▶ Text provided
★ ★ ★ ★
As the World Bank itself has noted, countries mired in violence are where people face the worst failures of development. In a 2011 report about development in conflict areas, the World Bank notes how crucial security, justice, and jobs are to break the cycles of violence.

Developing Darfur?

The aims of the conference are, of course, admirable. In addition to supporting recovery and development projects, it will draw attention to Darfur, which has slipped out of the limelight, and could breathe life into the Doha Document for Peace in Darfur - the 2011 peace agreement signed by the government and one rebel group. Support for the development strategy, it is hoped, will attract more support for - and signatories to - the peace deal.

Long-suffering Darfuris deserve the international solidarity and generosity, but there are real concerns that funds will not improve human rights. Money can't buy the reforms needed to make the strategy's vision of respect for human rights and the rule of law come true.

Only Sudan's government can rein in its forces, disarm militia, hold abusers accountable, stop bombing and attacking civilians, and end its repressive policies. Only the government can grant the UN and aid groups the unfettered access they need.

All of those steps are set out in countless UN Security Council Resolutions and incorporated into benchmarks such as those put forward by the UN Group of Experts for improving the human rights situation. But Sudan has repudiated external efforts to change its behaviour and implemented almost none of them.

International donors rightly want to see sustained development and respect for basic rights in Darfur.

They should not accept partial, politicised development, nor should they ignore ongoing rights abuses or the pressing humanitarian needs that still exist. Instead, donors should lean hard on their beneficiary government and insist on long-demanded reforms and better human rights conditions.

They should insist on full access to Darfur, transparency in the management and oversight of the funding, and independent monitoring to ensure that funds promote real improvements in the human rights situation and don't contribute to continuing repression.
★ ★ ★ ★
Dataset entries about object locations:

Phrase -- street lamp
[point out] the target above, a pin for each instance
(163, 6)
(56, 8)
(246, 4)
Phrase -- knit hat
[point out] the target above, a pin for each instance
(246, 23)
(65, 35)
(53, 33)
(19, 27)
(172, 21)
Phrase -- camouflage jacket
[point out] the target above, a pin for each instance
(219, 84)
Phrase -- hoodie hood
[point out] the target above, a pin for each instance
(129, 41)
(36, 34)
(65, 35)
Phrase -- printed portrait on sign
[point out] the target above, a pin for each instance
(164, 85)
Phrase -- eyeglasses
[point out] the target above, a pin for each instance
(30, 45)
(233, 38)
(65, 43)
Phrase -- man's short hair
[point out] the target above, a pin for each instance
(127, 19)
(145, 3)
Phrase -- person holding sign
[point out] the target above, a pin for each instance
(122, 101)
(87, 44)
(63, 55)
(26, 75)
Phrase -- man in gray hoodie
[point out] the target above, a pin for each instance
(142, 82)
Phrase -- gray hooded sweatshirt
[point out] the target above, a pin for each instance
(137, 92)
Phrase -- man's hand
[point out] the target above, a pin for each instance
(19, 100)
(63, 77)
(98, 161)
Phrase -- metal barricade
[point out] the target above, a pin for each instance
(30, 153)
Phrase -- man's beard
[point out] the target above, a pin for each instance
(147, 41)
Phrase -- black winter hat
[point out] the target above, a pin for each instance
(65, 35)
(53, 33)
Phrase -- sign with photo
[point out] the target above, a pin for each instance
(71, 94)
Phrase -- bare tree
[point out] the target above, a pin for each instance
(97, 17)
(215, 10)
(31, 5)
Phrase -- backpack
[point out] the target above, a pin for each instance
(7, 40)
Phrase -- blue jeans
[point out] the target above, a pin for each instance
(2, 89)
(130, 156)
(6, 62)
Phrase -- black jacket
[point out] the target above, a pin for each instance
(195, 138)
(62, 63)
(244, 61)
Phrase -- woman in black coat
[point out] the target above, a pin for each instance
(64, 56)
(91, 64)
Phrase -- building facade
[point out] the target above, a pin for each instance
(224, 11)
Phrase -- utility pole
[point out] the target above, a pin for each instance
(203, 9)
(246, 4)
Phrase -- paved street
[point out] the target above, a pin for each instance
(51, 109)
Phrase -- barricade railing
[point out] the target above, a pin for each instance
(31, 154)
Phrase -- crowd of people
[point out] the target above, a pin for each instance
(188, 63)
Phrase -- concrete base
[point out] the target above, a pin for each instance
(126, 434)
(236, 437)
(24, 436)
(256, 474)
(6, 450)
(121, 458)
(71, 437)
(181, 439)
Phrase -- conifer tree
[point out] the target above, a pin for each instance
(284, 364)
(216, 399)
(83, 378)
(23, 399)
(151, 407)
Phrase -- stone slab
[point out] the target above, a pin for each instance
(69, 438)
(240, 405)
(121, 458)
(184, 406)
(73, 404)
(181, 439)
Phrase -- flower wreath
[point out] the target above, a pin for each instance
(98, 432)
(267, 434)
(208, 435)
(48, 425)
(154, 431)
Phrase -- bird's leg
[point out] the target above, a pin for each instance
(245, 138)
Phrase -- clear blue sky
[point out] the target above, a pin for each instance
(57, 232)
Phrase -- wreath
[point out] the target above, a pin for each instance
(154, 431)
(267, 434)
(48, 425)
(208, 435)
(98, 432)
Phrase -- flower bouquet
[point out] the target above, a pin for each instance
★ ★ ★ ★
▶ What to do
1. Retype the passage on Darfur word for word, starting with "The aims of" and going on through "law come true.".
2. In the passage on Darfur, who signed the Doha Document for Peace in Darfur?

▶ Solution list
1.
The aims of the conference are, of course, admirable. In addition to supporting recovery and development projects, it will draw attention to Darfur, which has slipped out of the limelight, and could breathe life into the Doha Document for Peace in Darfur - the 2011 peace agreement signed by the government and one rebel group. Support for the development strategy, it is hoped, will attract more support for - and signatories to - the peace deal.

Long-suffering Darfuris deserve the international solidarity and generosity, but there are real concerns that funds will not improve human rights. Money can't buy the reforms needed to make the strategy's vision of respect for human rights and the rule of law come true.

2. The government and one rebel group signed it.